- WRITTEN INSTRUCTION
Could you give the listing, starting at the line containing "Annotation task: put one keypoint on every instance of the thin" and ending at the end of the listing, as a two-column CSV with columns named request and answer? Use one row per request, put each text and its answer in a single quoted field, and turn any line breaks into spaces.

[Dataset records about where objects are located]

>>>

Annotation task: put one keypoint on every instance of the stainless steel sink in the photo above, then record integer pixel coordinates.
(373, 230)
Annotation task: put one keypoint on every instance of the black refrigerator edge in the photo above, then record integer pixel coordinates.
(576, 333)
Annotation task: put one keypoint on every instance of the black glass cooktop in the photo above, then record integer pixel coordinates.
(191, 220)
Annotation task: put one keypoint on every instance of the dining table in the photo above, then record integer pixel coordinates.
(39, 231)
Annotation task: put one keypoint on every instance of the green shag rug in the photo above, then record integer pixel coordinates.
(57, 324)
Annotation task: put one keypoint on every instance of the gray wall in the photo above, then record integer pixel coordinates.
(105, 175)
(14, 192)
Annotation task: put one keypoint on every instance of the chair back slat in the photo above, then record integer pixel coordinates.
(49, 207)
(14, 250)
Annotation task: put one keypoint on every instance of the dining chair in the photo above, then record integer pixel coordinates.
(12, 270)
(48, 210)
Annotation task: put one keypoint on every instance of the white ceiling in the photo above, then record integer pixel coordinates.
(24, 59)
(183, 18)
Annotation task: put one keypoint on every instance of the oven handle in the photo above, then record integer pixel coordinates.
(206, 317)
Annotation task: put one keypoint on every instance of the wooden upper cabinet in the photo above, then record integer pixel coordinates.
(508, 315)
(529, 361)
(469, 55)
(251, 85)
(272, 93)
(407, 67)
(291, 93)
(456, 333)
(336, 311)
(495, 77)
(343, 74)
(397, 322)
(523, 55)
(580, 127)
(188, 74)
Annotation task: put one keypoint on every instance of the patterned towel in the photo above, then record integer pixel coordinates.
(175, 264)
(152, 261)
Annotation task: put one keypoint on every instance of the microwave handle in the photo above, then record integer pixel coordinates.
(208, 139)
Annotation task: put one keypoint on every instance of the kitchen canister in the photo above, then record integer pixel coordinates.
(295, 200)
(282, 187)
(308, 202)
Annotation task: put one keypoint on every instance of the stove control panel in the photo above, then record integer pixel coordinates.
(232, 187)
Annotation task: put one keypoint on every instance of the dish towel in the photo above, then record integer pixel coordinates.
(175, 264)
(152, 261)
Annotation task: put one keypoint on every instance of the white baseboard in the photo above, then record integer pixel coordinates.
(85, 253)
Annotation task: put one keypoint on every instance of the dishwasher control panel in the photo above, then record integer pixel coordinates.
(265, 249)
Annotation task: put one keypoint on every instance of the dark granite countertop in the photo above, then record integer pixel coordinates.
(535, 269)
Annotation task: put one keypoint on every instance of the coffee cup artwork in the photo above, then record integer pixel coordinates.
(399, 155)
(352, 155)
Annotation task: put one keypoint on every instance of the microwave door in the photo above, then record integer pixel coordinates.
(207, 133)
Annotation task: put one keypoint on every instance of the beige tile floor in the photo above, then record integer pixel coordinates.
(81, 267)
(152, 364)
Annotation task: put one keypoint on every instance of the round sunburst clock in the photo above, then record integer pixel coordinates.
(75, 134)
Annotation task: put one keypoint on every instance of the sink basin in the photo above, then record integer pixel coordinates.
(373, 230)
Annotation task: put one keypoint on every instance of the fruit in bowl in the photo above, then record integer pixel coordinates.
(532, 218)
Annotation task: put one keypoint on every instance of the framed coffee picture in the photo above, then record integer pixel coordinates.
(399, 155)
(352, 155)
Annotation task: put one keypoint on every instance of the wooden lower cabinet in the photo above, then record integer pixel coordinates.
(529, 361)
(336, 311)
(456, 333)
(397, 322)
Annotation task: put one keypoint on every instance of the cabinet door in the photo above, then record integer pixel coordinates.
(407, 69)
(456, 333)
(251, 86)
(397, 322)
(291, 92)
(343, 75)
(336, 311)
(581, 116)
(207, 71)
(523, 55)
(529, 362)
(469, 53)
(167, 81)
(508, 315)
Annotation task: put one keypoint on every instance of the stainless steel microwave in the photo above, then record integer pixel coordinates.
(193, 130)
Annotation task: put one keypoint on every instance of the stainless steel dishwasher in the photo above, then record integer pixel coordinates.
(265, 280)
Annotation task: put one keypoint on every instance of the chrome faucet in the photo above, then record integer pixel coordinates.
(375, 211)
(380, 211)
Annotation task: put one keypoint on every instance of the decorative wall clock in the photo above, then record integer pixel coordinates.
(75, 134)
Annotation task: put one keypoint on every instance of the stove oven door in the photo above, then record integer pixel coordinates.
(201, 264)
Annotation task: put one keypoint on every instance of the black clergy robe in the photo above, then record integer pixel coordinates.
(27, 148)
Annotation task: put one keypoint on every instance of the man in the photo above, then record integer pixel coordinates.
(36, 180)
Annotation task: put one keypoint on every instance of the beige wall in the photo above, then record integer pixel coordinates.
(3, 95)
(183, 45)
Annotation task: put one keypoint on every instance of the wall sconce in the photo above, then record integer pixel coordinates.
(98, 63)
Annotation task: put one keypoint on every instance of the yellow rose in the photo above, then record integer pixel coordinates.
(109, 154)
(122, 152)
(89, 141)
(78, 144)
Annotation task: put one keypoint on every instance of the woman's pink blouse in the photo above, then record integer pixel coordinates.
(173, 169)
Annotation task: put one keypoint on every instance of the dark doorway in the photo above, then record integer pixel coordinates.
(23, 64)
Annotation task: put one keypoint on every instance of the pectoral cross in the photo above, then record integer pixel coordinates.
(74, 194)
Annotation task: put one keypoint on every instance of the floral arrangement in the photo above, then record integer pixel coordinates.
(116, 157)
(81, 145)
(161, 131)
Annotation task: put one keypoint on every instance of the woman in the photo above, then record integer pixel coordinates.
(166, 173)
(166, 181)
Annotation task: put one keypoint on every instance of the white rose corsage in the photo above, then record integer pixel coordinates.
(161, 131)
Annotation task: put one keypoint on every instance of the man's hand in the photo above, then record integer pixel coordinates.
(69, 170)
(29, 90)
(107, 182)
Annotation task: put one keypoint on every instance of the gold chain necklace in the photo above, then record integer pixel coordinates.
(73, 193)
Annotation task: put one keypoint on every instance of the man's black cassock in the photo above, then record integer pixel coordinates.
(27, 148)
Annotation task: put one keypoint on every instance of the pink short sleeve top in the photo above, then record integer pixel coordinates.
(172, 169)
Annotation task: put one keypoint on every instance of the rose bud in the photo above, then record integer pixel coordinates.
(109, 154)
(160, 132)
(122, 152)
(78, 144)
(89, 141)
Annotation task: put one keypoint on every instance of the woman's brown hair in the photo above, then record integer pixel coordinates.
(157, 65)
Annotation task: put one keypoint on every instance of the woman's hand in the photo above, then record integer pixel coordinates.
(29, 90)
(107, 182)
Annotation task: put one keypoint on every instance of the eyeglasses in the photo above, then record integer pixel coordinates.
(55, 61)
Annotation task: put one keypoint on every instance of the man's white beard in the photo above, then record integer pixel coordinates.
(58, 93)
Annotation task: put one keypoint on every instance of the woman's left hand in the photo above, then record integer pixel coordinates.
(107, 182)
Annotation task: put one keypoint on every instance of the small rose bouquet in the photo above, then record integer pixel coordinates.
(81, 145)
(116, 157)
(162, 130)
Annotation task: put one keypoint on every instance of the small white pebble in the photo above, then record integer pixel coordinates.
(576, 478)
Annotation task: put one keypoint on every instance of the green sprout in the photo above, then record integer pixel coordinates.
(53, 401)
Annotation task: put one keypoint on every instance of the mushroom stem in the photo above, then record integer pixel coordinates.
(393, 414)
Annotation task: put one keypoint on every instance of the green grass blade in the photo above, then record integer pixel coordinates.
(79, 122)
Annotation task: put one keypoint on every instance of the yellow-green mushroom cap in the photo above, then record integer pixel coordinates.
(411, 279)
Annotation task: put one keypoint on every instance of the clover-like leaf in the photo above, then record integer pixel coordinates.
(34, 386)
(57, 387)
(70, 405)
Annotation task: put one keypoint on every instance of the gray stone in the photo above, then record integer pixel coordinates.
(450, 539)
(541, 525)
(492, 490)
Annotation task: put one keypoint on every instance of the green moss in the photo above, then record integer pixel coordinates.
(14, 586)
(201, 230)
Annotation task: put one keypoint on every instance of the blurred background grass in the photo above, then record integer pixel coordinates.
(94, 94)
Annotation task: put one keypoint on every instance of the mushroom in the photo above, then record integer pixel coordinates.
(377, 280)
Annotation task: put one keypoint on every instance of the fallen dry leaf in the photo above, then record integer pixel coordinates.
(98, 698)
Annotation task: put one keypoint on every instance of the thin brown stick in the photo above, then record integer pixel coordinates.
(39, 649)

<<<

- CORRECT RESPONSE
request,answer
"Annotation task: put one keypoint on every instance of the thin brown stick in the photo above, then record integer pixel coordinates.","(39, 649)"